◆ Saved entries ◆
++++++

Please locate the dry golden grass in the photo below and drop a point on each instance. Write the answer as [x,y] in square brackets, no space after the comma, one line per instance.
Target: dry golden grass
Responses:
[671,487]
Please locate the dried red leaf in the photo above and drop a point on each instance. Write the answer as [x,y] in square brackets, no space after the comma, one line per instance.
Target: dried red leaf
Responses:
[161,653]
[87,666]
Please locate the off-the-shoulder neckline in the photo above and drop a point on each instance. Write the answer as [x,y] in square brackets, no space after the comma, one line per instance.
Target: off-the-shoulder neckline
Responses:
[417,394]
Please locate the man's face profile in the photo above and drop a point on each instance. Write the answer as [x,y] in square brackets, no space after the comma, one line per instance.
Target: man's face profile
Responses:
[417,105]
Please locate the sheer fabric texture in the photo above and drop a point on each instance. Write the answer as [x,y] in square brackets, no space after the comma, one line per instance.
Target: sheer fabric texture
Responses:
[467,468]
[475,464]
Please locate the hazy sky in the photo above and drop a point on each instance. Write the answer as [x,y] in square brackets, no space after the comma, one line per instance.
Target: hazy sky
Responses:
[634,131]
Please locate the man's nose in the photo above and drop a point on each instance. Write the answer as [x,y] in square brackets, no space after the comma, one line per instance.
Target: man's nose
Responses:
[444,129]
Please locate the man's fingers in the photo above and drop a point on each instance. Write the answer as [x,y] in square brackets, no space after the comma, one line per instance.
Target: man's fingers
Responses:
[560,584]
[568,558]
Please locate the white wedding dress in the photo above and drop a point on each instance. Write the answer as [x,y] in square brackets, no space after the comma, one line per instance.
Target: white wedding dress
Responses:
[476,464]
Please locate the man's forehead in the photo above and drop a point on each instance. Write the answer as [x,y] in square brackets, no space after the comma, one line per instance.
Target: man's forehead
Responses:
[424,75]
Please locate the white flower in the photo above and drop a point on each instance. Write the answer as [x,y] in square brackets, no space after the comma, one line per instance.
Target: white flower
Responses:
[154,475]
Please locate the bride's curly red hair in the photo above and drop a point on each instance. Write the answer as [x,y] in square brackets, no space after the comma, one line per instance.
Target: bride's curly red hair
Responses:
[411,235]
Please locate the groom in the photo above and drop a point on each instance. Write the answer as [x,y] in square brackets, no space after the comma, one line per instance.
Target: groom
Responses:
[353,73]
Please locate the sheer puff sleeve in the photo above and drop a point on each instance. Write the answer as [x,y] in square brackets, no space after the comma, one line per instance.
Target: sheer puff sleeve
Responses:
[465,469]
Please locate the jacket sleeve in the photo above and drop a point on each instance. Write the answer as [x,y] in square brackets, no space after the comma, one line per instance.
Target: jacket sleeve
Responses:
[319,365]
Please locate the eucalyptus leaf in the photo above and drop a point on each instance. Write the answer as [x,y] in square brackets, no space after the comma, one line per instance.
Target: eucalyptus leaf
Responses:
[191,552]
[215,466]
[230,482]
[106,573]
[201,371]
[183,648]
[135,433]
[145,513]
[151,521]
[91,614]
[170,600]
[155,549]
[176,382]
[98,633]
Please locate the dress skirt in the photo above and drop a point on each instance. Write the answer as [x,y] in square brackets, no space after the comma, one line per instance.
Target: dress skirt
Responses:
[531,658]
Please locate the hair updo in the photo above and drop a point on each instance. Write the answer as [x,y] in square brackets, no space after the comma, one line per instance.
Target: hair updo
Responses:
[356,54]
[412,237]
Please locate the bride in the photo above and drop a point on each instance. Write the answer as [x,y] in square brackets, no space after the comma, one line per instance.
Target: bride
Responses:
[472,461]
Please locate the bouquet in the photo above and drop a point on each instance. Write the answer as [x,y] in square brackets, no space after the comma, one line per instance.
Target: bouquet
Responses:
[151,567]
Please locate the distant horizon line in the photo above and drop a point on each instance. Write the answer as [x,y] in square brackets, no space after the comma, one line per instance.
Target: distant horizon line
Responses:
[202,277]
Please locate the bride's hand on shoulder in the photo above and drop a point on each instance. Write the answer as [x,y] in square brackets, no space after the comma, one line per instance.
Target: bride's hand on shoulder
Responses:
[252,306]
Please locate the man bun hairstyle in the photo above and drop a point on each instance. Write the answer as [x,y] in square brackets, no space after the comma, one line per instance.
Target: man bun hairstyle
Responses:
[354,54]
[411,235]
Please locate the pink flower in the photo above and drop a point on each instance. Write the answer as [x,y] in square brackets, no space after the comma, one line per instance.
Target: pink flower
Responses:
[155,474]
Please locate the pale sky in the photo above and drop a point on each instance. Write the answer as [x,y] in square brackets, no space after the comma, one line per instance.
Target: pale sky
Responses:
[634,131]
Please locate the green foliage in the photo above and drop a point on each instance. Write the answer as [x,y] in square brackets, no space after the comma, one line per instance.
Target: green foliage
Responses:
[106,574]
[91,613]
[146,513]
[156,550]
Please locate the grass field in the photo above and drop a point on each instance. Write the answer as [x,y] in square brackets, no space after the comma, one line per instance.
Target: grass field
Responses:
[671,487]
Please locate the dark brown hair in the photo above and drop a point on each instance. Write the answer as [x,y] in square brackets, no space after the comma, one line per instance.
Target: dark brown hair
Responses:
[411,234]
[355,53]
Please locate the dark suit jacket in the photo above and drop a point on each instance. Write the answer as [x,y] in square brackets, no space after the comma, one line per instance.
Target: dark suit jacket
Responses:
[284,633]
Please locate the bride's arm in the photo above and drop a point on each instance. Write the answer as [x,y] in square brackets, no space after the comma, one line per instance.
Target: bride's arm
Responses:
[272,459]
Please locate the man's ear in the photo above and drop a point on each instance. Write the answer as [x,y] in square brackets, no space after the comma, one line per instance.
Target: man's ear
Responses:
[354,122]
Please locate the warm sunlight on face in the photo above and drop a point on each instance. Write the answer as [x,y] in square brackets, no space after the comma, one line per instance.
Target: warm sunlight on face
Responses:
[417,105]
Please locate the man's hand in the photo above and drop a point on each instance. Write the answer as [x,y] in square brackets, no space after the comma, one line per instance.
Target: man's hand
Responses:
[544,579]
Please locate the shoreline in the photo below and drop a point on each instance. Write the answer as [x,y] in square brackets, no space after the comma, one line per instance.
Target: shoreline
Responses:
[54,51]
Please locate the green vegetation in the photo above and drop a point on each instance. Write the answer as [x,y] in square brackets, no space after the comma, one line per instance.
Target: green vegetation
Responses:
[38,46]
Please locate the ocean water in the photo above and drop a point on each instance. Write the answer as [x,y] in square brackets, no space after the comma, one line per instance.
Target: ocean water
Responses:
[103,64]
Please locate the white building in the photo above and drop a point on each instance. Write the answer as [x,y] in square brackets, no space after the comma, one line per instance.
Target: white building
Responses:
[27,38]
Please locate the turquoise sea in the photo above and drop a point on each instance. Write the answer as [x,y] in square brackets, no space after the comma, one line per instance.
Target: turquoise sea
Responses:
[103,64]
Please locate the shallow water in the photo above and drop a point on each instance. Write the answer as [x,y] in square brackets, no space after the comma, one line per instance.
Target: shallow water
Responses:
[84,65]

++++++

Above are some records; repeat all of them exactly.

◆ Answer to this exercise ◆
Please locate the dry golden grass in the photo below and drop a point on each instance. Write the answer as [x,y] in square brackets, no space after the comma, one line per instance.
Target: dry golden grass
Responses:
[671,487]
Please locate the dried red leaf in the photo above and drop a point on each instance. Write the answer as [x,y] in square brackets, no space after the comma, one line per instance.
Target: dried red leaf
Responses:
[161,653]
[87,666]
Please locate the off-the-shoulder neckline in the photo above and drop a point on each instance. Write the answer as [x,y] in square brackets, no space after the comma, one line per instance.
Target: off-the-shoulder neckline
Responses:
[417,394]
Please locate the man's face profile in the photo above and drop a point on each instance. Write the answer as [x,y] in square brackets, no space after the comma, one line per instance.
Target: man's face profile
Responses:
[417,105]
Please locate the sheer fabric texture in the photo above and drop a point on each instance. Write the answer as [x,y] in square brackets, no space after the comma, one line per instance.
Target: sheer fabric texture
Responses:
[467,468]
[475,464]
Please locate the hazy sky in the photo above and drop a point on each instance. Write the answer as [x,y] in square brackets, no space after the comma, one line per instance.
Target: hazy sky
Responses:
[634,131]
Please locate the man's nose in the photo above and drop a point on each instance. Write the answer as [x,y] in square brackets, no space after the comma, one line per instance.
Target: man's nose
Responses:
[444,129]
Please locate the man's fingers in the photo above and drop a point on each instance. Write the answer as [x,y] in square brackets, no space after the comma, one line per instance.
Target: man's fingers
Responses:
[560,584]
[568,558]
Please locate the white wedding dress in the photo above and drop a point on each instance. Write the answer as [x,y] in square brackets, no space after the comma, one line per instance.
Target: white wedding dress
Responses:
[476,464]
Please locate the man's forehead in the photo above and drop a point on each instance. Write the answer as [x,y] in square brackets, no space after the comma, one line per instance.
Target: man's forehead
Responses:
[424,75]
Please locate the white flower in the photo above and drop a point on each instance. Write the answer as [x,y] in square brackets, no space after the comma, one line per instance.
Target: white flower
Responses:
[154,475]
Please locate the bride's curly red hair in the photo above and drop a point on each instance. Write the answer as [x,y] in square brackets, no space after the comma, one line per instance.
Target: bride's curly red hair
Responses:
[411,235]
Please locate the groom in the photo above and drop a point on each instance. Write the answer as [x,y] in square brackets, no space after the comma, one line per instance.
Target: groom
Responses:
[353,73]
Please locate the sheer puff sleeve in the photo above and drop a point on each instance. Write the answer as [x,y] in square brackets, no space after the comma, one line per instance.
Target: sheer puff sleeve
Responses:
[465,469]
Please locate the jacket sleeve in the photo above and drop a point on each instance. Write the answer as [x,y] in square brackets, no space after the comma, one line per instance.
Target: jacket sleeve
Responses:
[319,365]
Please locate the eucalyptus leaf in the photo above and drop a point on each instance. Write the answer as [x,y] in square brackets, no space after the comma, one line per instance.
Target: eucalyptus leaf
Responses:
[191,552]
[215,466]
[230,482]
[106,573]
[201,371]
[183,648]
[135,433]
[145,513]
[151,521]
[91,614]
[170,600]
[155,549]
[176,382]
[98,633]
Please locate the dress skirt in the photo above and drop a point on each instance. Write the answer as [x,y] in square brackets, no space after the comma, one line per instance.
Target: dress skirt
Responses:
[531,658]
Please locate the hair updo in the photo above and drop a point on each instance. Write the answer as [x,y] in square brackets, no space after the comma, one line per instance.
Target: hair updo
Responses:
[356,54]
[412,237]
Please locate the bride in the photo above and drop a point on each instance. Write the answer as [x,y] in square brackets, no space after the comma, one line per instance.
Target: bride
Responses:
[472,461]
Please locate the bouquet in the photo above and drop a point on each instance. Write the answer as [x,y] in square brackets, no space after the comma, one line per instance.
Target: bouquet
Responses:
[151,567]
Please locate the distant horizon line in the photo above and drop a point on each instance. Write the answer as [x,y] in square brackets, no space after the comma, one line per instance.
Target: distant horizon line
Responses:
[202,277]
Please locate the bride's hand on shoulder in the photo above and drop a point on each instance. Write the answer as [x,y] in square brackets, no space after the comma, one line per instance.
Target: bride's hand on shoulder
Responses:
[252,306]
Please locate the man bun hairstyle in the photo above and drop a point on each instance. Write the answer as [x,y] in square brackets, no space after the comma, one line per instance.
Target: man bun hairstyle
Responses:
[354,54]
[411,235]
Please locate the pink flower in the photo above and drop a point on each instance. Write the answer as [x,y] in square brackets, no space after the comma, one line per instance.
Target: pink flower
Responses:
[155,474]
Please locate the pale sky in the photo above and drop a point on each instance. Write the answer as [x,y] in square brackets, no space after the comma, one line per instance.
Target: pale sky
Responses:
[634,131]
Please locate the green foliage in the photo above and drop a point on each instance. Write the answer as [x,y] in square brackets, no space after the comma, one line per instance.
Target: green foliage
Responses:
[106,574]
[91,613]
[146,513]
[156,550]
Please locate the grass field in the photo above and drop a point on each instance. Write the answer as [x,y] in square brackets, no space after the comma, one line per instance.
Target: grass field
Responses:
[671,487]
Please locate the dark brown hair in the photo above and drop a point on each instance. Write the answer as [x,y] in square brackets, no space after the comma, one line per instance.
Target: dark brown hair
Responses:
[411,234]
[355,53]
Please locate the dark suit jacket in the photo above and drop a point on each instance. Write the answer as [x,y] in square brackets, no space after the comma, one line per instance.
Target: dark suit jacket
Responses:
[284,633]
Please locate the bride's arm in the photo above and drop a point on each instance. Write the answer as [x,y] in square brackets, no space after the comma, one line per instance.
Target: bride's arm
Responses:
[272,459]
Please locate the man's ear in the photo above and drop a point on each instance. Write the answer as [x,y] in square brackets, no space after the comma, one line per instance.
Target: man's ear
Responses:
[354,122]
Please locate the warm sunlight on face in the photo above and drop a point on each instance. Write the answer as [x,y] in square brackets, no space after the comma, one line per instance.
Target: warm sunlight on face
Responses:
[417,105]
Please locate the man's hand in the photo above and drop a point on each instance. Write the answer as [x,y] in square brackets, no space after the comma, one line per instance.
Target: man's hand
Responses:
[544,579]
Please locate the shoreline in the photo below and drop a point on each instance. Write the answer as [x,y] in square brackets, no space after the comma, one line per instance.
Target: shoreline
Responses:
[54,51]
Please locate the green vegetation in the photo above and drop a point on each instance. Write the answer as [x,y] in square brackets, no space after the comma, one line per instance.
Target: green vegetation
Responses:
[38,46]
Please locate the ocean water in the photo above and drop a point on each instance. Write the answer as [x,y] in square brackets, no space after the comma, one line per instance.
Target: ocean water
Responses:
[103,64]
Please locate the white building in the photo above and drop a point on each instance. Write the answer as [x,y] in square brackets, no space after the comma, one line per instance.
Target: white building
Responses:
[27,38]
Please locate the turquoise sea in the photo above and drop a point on each instance. Write the answer as [x,y] in square brackets, no space after the comma, one line per instance.
Target: turquoise sea
Responses:
[103,64]
Please locate the shallow water in the photo above and drop a point on each instance. Write the answer as [x,y] in square brackets, no space after the comma, one line per instance.
Target: shallow water
Responses:
[84,65]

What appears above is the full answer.